- Work required
Write the records below out in full, character for character, with no pictures.

- The data
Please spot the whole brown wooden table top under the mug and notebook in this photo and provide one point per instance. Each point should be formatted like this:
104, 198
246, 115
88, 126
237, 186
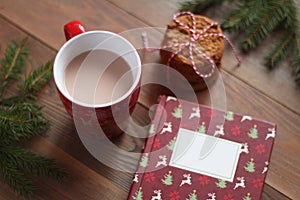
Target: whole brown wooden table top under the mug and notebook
250, 89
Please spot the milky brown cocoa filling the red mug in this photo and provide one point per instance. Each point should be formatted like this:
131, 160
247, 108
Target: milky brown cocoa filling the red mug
104, 77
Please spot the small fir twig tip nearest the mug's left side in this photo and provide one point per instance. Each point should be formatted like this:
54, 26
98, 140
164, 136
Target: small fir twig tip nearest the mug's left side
30, 85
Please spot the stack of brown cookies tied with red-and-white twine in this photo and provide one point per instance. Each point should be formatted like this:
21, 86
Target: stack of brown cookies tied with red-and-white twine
212, 46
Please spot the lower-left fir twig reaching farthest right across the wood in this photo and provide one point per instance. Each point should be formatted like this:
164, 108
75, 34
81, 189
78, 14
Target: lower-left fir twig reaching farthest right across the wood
33, 163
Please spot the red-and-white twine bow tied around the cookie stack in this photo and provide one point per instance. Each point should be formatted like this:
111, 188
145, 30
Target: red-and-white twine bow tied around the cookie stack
191, 44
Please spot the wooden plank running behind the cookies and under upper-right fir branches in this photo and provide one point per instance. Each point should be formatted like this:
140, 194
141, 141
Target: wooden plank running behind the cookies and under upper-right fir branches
278, 84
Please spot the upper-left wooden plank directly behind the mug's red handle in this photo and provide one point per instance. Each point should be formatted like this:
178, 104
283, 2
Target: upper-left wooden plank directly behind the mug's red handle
45, 19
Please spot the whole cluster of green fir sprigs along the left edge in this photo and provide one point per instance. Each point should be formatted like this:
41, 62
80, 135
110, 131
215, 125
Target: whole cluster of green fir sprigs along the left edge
20, 119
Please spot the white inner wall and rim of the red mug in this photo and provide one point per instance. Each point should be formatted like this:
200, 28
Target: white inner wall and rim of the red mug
102, 40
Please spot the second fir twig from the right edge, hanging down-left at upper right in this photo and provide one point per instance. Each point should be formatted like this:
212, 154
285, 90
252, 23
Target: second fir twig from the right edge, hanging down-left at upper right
280, 50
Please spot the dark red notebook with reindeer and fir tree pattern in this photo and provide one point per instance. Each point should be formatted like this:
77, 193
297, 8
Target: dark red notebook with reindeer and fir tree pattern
194, 152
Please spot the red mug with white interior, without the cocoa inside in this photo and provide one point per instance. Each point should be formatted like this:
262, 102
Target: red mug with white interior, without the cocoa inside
111, 117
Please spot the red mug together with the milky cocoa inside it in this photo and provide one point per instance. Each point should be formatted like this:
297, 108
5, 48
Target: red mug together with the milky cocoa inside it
97, 75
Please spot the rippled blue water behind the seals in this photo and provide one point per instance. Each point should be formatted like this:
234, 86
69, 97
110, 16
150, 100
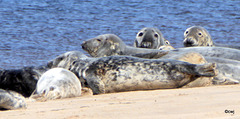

- Task response
Please spot the whole brown wooden table top under the mug and notebook in this photo and provide one point per instance. Each point should be formatted like this:
104, 198
246, 115
88, 126
237, 186
Target: whole brown wooden table top under the mug and notebook
250, 89
Please spot the milky brown cocoa filling the red mug in this photo and provide one point per instance. Each point should be formatted like this:
131, 160
247, 108
Target: milky brown cocoa filling the red mug
104, 77
Please spot the small fir twig tip nearest the mug's left side in this photo and provide one point per instance. Each point should be formatted like this:
54, 26
98, 140
164, 136
Target: small fir twig tip nearest the mug's left side
30, 85
Please spot the stack of brown cookies tied with red-and-white twine in this photo and provide one point per instance. Each point should be formatted like this:
21, 86
Target: stack of brown cookies tied with red-and-white twine
212, 46
Please spot the lower-left fir twig reaching farthest right across the wood in this photo and provide one point per instance. Each point should be formatted like this:
164, 108
75, 34
81, 189
78, 14
Target: lower-left fir twig reaching farthest right across the wood
33, 163
Please spot the red-and-white twine bow tied around the cookie stack in this photo and provide one point per instance. Each point should be formatted like this:
111, 188
145, 30
Target: red-and-white twine bow tied around the cookie stack
191, 44
Please spot the wooden plank running behind the cookies and under upper-right fir branches in this photo and provide one point per instance. Each point should be formatted like this:
140, 194
141, 141
Target: wooden plank running behind the cookies and under upper-right fir branches
278, 84
Please spot the upper-left wooden plank directly behind the mug's red handle in this photo and provide one point per instance. Each point should be formatted like this:
178, 104
283, 2
Target: upper-left wooden plank directly behind the mug's red handle
45, 19
Please spot the whole cluster of green fir sprigs along the left edge in this photo and provide one point per instance. Each point should be formatted like this:
41, 62
80, 135
110, 131
215, 125
Target: whole cluster of green fir sprigs along the left edge
20, 119
Please spot the white inner wall and rim of the red mug in this photo and provide one point per instance. Each point should be formatted like this:
200, 28
Target: white inner wall and rim of the red mug
102, 40
Please spot the second fir twig from the right edge, hanging down-left at upper right in this photo and provide one point per instance. Each point should be formatted like this:
212, 154
285, 90
252, 23
Target: second fir twig from the right edge, hanging down-left at upper right
280, 50
Please spot the dark red notebook with reindeer and fir tree pattern in this photo and provide one point per instance. Each point should be formatted like this:
77, 193
297, 8
Target: dark red notebook with reindeer and fir tree pattern
194, 152
Please spot the red mug with white interior, without the cocoa inside in this photo and provide one point per instance. Each point should be formatted like this:
262, 102
Target: red mug with white interior, without the cocoa inside
111, 117
Please spot the red mug together with the milky cocoa inside it in this photo and provide one point per instance. Each point should be formatted like this:
297, 108
5, 48
Target: red mug together with the milky cocoa inside it
97, 75
Please spot the rippled blue water behind the seals in this photo and provide one point per instance. Each point should be formatted like this:
234, 86
69, 97
110, 16
150, 100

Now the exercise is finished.